PASSAGE PROVIDED:
Segment Open
Transparency campaigners and union officials in Niger on Wednesday denounced the lack of information on an oil deal signed with China, calling for more details of the contract to be released.
On June 2, Niger signed an agreement with the China National Oil and Gas Development Exploration Corporation (CNODC).
It covered prospecting and exploiting oil reserves in Agadem in the southeastern Diffa region, as well as for the contruction of a pipeline and refinery near the southern city of Zinder.
Campaigners with the Network of Organisations for Transparency and Budgetary Analysis (ROTAB) have called for a parliamentary investigation into the contract and the use of any funds generated from the deal.
Under the agreement, Niger will rake in an initial 300 million dollars (190 millon euros), with CNODC investing another 300 million dollars for prospecting and 1.2 billion dollars for oilfield exploration.
But the exact terms of the agreement were far from clear, said the campaigners.
And the Sympamine mining union said the deal with the CNODC "took place in the greatest of secrecy and with contempt for regulation."
Sympamine said no official from Niger's mining ministry had been involved in the negotiations with China.
Instead, said Sympamine, the government had spent some five million euros (7.8 million dollars) recruiting foreign consultants.
The Zinder refinery, which is set to take three years and one billion dollars to build, will have a production capacity of 20,000 barrels a day.
Campaigners denounced Niamey's "refusal" to release details of both the oil contract with China and of another deal, with the French group Areva, for exploiting uranium in the north of the country.
Sympamine has also said the Agadem site has some 10 billion cubic metres (353 billion cubic feet) of natural gas not mentioned in excerpts from the contract published in the media.
GREN, the Group for Reflection and Action on Extraction Industries, denounced what it called the total lack of transparency in which China had carried out its petrol exploration in Niger for the past four years.
Segment Closed
Items contained in a dataset:
Segment Open
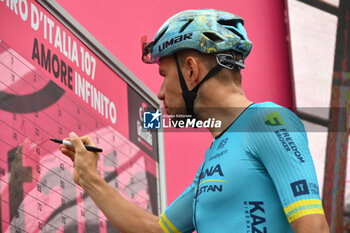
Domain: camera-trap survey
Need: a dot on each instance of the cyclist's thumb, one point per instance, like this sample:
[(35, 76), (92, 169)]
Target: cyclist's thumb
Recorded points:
[(77, 143)]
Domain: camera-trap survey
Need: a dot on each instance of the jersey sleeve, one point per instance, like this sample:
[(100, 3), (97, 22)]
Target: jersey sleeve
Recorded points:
[(178, 216), (277, 138)]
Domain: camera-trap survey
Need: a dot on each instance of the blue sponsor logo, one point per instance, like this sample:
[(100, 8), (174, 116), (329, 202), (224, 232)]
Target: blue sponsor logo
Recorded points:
[(151, 120), (300, 188)]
Segment Closed
PROBLEM DETAILS: Translate into French this sentence from the article on Niger's oil agreement with China: "Sympamine said no official from Niger's mining ministry had been involved in the negotiations with China." The items are not required for the task.

SOLUTION TO THIS TASK: Sympamine a déclaré qu'aucun responsable du ministère des Mines du Niger n'avait participé aux négociations avec la Chine.